- [Task instructions]: For the data that follows, report how many lines include the string "tree", and write the number alone.

Natural-language object grounding data:
- - -

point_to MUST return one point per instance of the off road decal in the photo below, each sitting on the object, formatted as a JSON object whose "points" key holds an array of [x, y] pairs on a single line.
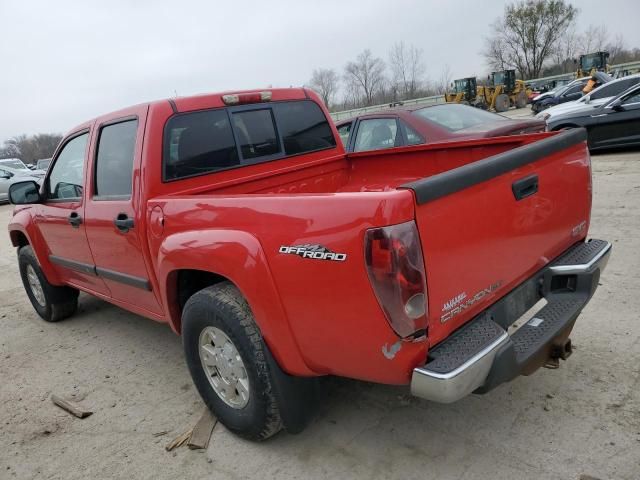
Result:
{"points": [[468, 302], [315, 252]]}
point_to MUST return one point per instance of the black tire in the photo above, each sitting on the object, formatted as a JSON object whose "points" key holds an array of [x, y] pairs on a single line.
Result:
{"points": [[58, 302], [222, 306]]}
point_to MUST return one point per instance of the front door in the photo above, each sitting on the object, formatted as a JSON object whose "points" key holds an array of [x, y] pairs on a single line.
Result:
{"points": [[619, 126], [114, 217], [60, 217]]}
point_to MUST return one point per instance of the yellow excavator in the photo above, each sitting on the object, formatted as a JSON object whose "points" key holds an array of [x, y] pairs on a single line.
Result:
{"points": [[501, 92]]}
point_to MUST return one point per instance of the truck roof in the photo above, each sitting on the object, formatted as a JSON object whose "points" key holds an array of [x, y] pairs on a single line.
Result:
{"points": [[207, 100]]}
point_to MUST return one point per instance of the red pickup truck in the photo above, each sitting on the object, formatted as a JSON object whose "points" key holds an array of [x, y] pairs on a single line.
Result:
{"points": [[240, 221]]}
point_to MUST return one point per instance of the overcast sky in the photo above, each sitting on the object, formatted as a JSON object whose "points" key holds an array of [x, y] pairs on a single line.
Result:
{"points": [[64, 62]]}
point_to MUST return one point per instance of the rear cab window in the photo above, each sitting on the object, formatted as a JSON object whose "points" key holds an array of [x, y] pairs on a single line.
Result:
{"points": [[376, 134], [198, 143]]}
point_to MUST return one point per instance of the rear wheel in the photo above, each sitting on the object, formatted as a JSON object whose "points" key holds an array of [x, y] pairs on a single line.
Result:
{"points": [[52, 303], [502, 103], [227, 358]]}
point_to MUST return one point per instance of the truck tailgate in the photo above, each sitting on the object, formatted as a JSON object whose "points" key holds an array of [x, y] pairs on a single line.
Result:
{"points": [[487, 226]]}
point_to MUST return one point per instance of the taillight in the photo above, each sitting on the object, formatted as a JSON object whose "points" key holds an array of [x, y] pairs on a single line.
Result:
{"points": [[243, 98], [396, 270]]}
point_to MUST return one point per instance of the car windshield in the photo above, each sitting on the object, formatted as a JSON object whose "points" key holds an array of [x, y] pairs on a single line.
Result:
{"points": [[456, 117], [16, 164]]}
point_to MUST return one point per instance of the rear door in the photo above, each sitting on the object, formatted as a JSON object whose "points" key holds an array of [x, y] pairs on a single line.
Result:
{"points": [[113, 217], [489, 225], [60, 217]]}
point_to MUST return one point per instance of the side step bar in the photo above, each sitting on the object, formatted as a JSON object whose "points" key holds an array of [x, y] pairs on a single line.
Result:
{"points": [[481, 355]]}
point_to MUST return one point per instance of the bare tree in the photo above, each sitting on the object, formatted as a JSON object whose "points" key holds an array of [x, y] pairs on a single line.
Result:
{"points": [[529, 33], [496, 54], [367, 74], [407, 69], [30, 148], [594, 39], [442, 85], [325, 82]]}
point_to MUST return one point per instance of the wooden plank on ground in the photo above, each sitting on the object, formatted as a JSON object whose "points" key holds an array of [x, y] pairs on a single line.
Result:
{"points": [[70, 407], [202, 430]]}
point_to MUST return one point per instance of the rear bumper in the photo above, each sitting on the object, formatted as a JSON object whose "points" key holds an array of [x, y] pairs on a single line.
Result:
{"points": [[481, 354]]}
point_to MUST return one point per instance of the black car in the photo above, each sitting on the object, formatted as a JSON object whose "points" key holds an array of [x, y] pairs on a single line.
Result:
{"points": [[615, 123], [567, 93]]}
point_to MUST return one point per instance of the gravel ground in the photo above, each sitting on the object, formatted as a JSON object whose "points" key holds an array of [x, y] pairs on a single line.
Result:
{"points": [[582, 419]]}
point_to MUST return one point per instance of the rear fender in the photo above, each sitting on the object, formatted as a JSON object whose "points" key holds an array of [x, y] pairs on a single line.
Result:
{"points": [[22, 225], [237, 256]]}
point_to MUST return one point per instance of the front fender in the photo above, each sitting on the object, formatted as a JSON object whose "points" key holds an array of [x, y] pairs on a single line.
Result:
{"points": [[237, 256]]}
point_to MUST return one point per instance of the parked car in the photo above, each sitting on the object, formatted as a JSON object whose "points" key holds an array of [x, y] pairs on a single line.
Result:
{"points": [[18, 167], [43, 164], [592, 100], [240, 221], [613, 124], [416, 125], [8, 177], [567, 93]]}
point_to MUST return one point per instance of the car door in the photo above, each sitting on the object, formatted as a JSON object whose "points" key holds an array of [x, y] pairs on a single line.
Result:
{"points": [[114, 217], [5, 181], [619, 122], [60, 216]]}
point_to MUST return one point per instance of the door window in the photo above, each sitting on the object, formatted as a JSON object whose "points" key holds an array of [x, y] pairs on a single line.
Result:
{"points": [[114, 161], [67, 176], [376, 134]]}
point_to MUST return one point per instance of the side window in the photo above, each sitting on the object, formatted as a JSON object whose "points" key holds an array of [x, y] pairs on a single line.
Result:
{"points": [[413, 137], [67, 176], [114, 162], [344, 131], [376, 134], [197, 143], [303, 127], [256, 133], [572, 90], [615, 88]]}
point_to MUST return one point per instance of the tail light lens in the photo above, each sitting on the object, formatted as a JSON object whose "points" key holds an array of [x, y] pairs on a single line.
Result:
{"points": [[396, 270]]}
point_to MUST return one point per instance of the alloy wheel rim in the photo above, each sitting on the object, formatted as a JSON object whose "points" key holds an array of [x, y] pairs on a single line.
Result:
{"points": [[35, 286], [224, 367]]}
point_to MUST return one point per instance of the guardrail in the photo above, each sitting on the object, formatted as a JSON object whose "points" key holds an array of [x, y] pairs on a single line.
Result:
{"points": [[435, 99]]}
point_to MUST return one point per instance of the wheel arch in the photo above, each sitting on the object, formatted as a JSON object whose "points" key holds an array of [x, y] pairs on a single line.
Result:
{"points": [[192, 260]]}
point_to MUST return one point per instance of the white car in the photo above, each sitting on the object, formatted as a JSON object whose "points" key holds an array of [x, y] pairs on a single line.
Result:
{"points": [[595, 98], [17, 167]]}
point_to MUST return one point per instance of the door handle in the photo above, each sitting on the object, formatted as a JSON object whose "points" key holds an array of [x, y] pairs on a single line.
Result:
{"points": [[525, 187], [75, 219], [123, 222]]}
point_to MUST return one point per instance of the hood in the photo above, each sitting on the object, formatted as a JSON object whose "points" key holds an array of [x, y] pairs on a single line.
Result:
{"points": [[571, 107], [500, 128]]}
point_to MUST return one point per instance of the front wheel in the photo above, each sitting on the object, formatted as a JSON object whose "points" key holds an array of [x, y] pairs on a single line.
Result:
{"points": [[227, 358], [52, 303]]}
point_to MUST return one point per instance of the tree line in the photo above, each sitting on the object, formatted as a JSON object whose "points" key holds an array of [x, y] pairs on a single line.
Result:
{"points": [[535, 37], [30, 148], [538, 38], [370, 80]]}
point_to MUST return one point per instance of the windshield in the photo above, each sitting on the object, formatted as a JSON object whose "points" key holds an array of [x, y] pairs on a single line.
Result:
{"points": [[456, 117], [17, 164]]}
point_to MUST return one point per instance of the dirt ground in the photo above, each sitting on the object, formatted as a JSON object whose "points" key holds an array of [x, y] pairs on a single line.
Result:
{"points": [[582, 419]]}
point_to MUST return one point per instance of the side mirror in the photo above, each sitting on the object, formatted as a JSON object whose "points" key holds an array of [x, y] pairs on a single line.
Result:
{"points": [[617, 106], [23, 193]]}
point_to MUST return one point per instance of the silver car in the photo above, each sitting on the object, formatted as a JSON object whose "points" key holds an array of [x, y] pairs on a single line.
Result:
{"points": [[9, 177]]}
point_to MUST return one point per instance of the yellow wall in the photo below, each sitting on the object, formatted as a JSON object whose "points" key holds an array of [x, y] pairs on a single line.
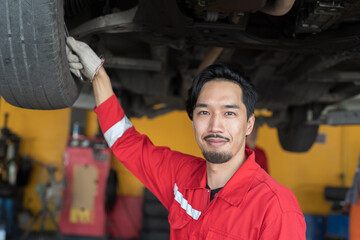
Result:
{"points": [[306, 174], [43, 138], [44, 135]]}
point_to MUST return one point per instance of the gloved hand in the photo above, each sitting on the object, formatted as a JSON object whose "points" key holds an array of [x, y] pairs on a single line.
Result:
{"points": [[86, 61]]}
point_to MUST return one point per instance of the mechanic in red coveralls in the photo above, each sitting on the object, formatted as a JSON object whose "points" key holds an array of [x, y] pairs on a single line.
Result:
{"points": [[227, 195]]}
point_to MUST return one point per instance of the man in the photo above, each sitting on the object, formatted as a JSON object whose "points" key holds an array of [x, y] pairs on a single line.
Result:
{"points": [[260, 158], [249, 204]]}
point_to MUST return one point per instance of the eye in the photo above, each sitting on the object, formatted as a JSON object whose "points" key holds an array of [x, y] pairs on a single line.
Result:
{"points": [[230, 114], [203, 112]]}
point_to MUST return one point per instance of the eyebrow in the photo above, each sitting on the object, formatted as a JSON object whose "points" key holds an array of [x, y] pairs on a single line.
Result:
{"points": [[233, 106]]}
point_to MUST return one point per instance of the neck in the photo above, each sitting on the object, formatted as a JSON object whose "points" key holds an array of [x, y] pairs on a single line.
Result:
{"points": [[219, 174], [251, 145]]}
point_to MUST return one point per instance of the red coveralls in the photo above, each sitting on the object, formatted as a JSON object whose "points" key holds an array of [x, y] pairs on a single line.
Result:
{"points": [[252, 205]]}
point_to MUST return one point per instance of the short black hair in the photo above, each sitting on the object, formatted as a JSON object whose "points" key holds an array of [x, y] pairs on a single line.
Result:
{"points": [[225, 72]]}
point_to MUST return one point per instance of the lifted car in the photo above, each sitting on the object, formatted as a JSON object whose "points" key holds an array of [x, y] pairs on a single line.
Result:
{"points": [[301, 56]]}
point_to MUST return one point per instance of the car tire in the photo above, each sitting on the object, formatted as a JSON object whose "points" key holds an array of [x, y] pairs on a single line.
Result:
{"points": [[297, 136], [34, 72]]}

- - -

- [Answer for the task]: 2